Assigned task 1 = In the piece about living cash-only, what did the writer use to check the ledgers after doing the math by hand?
Assigned task 2 = List the envelopes a friend suggested dividing monthly income into, as named in the piece about living cash-only.

My Cash Only Nightmare

person using laptop computer
Photo by on

Over a year ago, my computer and phone were simultaneously attacked, and for a time I had to do without credit cards while I worked through the steps to protect myself against identity theft.  That was an experience I’d just as soon never repeat, as I’d always taken a high-tech approach to paying bills.  After changing all my accounts to manual/snail mail access (because my phone was still infected), and closing out all computer access to credit card, stock, and other accounts, I went totally manual. Going from managing all my accounts in Mint to collecting hard copy receipts and using a manual ledger was enough to make me start grinding my teeth again, a bad habit I had overcome after leaving corporate America.  In addition to collecting and organizing a mountain of receipts, I had to write down every single electronic purchase, no matter how small – including my monthly magazine subscriptions for my Nook habit.  And since snail mail was irregular at best in  Albuquerque; thanks to a constant revolving door of substitute mail people, I had to constantly request replacement statements (and not by phone, since my phone still was owned by the folks from outer Uzbekistan or some other hacking epicenter.) Furthermore, I had to manually do the math to keep a running balance (since my computer was also still in virus land, despite being totally reformatted twice). So, I honed my math skills by doing my ledgers manually, and then checking them with a handheld calculator.  Those poor people who don’t own computers should be commended for maintaining any sanity or a semblance of order in their finances. While I did manage to keep all those ledgers (one for each credit card, the checking account, the savings account, my cash, and so on) relatively balanced, it took hours, and organizing and attaching the appropriate receipts to each statement, was enough to make me mainline chocolate and coffee.

Photo by Pixabay on

An  ill-timed pounce by my cat often sent an hour of receipt organizing flying into the air.  So what do people do who can’t use a computer?  Especially those whose math skills or memory capabilities are deficient?

Many months later, I am slowly surfacing into a computerized world again.  I have learned far more than I ever hoped to about the difference between http and https sites.  (If you’re logging in, you want a https site — think of the s as security).  I’ve also learned to check website certificates – something I didn’t even know existed in my blissfully ignorant past life.  Different vendors offer different levels of security, and it’s important to check for expired certificates, the possibility of hijacked certificates, and certificates that aren’t appropriate for what you want to do — such as a coding certificate for a site login.  Needless to say, all this certificate speak gave me an amazing migraine.  Excedrin Migraine, more chocolate and some wine was all that stood between me and a deranged run through the neighborhood.

I’ve also learned to click the Verisign and Truste seals to make sure that they are live to verify the site ownership, and to check for current review dates on McAffee seals. I still haven’t figured out the Go Daddy certificate system so I basically just avoid those websites for now.  I’m not crazy about their advertising approach, anyway, even though I like Danika Patrick when she’s driving a race car rather than shilling their products.

close up envelopes paper
Photo by on

During my adventure in cash-land, a friend recommended taking my monthly income, dividing it into envelopes: groceries, utilities, bills, and discretionary spending. While I can see that this is an effective method for many people, for me  it was a frustrating exercise in high finance, and advanced math. I was always at the store with an envelope that didn’t have quite enough money, or I took the wrong envelope with me by mistake, or needed to stop by to pay the utilities but had left that envelope at home.  Clearly, I was a failure at the envelope method of budgeting.

So now that my electronic life is returning to semi-normal, I’m glad to leave the cash-only approach to life and try a high-tech, no cash version.  Today, I used my Starbucks app on my phone to get a coffee, bought my groceries with a credit card, and paid my Comcast bill online.  Heaven!

(Records taken from a dataset)
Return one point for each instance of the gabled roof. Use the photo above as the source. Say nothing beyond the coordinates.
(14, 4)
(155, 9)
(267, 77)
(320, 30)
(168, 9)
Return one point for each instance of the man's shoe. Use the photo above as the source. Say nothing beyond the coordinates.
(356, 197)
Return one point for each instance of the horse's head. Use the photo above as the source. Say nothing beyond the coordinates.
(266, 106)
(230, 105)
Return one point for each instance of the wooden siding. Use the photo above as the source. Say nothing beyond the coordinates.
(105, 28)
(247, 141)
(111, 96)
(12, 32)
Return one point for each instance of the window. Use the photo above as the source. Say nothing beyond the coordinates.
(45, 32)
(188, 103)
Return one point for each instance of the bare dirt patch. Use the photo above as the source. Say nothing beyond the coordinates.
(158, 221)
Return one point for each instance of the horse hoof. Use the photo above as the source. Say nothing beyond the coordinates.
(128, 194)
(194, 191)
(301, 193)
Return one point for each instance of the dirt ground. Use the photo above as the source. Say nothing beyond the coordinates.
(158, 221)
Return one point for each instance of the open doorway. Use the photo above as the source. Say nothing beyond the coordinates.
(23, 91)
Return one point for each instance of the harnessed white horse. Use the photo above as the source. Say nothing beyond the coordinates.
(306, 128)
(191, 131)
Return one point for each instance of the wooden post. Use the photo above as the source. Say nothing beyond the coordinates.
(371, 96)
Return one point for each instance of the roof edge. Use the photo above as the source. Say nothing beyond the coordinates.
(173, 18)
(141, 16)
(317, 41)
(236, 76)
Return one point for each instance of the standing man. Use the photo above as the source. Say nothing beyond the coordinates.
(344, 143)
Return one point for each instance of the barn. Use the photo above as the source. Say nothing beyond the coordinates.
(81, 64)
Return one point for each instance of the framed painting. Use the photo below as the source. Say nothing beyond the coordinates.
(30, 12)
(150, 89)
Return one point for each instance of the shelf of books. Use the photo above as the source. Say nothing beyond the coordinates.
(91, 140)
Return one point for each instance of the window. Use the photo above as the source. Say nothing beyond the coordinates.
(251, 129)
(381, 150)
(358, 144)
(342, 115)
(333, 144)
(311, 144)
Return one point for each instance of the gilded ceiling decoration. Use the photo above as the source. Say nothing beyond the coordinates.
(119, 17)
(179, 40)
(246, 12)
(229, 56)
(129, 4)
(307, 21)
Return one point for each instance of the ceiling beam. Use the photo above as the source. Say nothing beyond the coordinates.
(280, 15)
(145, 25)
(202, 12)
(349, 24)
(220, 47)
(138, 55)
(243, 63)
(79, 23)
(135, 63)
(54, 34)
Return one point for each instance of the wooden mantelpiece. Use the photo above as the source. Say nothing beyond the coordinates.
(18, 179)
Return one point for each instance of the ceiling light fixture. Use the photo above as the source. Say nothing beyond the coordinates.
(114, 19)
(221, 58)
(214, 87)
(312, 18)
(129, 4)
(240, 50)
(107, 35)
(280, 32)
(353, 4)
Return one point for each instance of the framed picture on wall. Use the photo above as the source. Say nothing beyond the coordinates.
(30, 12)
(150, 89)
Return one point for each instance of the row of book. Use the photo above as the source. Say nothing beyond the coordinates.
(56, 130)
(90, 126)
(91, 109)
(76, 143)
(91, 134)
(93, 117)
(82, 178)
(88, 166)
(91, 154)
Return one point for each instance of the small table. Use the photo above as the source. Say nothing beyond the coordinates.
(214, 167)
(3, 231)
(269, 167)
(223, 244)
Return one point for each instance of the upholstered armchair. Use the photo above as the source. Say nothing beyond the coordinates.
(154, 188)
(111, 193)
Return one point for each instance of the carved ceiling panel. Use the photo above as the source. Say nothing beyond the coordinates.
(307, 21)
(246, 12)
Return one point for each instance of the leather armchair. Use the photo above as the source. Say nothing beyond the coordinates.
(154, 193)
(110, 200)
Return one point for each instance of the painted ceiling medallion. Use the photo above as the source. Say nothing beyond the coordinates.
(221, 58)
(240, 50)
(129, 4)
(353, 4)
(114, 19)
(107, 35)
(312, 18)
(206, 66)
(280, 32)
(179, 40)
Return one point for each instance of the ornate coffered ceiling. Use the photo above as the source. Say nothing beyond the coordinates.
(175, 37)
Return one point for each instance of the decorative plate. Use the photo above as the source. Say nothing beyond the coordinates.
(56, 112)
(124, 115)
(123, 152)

Task result 1 = A handheld calculator.

Task result 2 = Groceries, utilities, bills, and discretionary spending.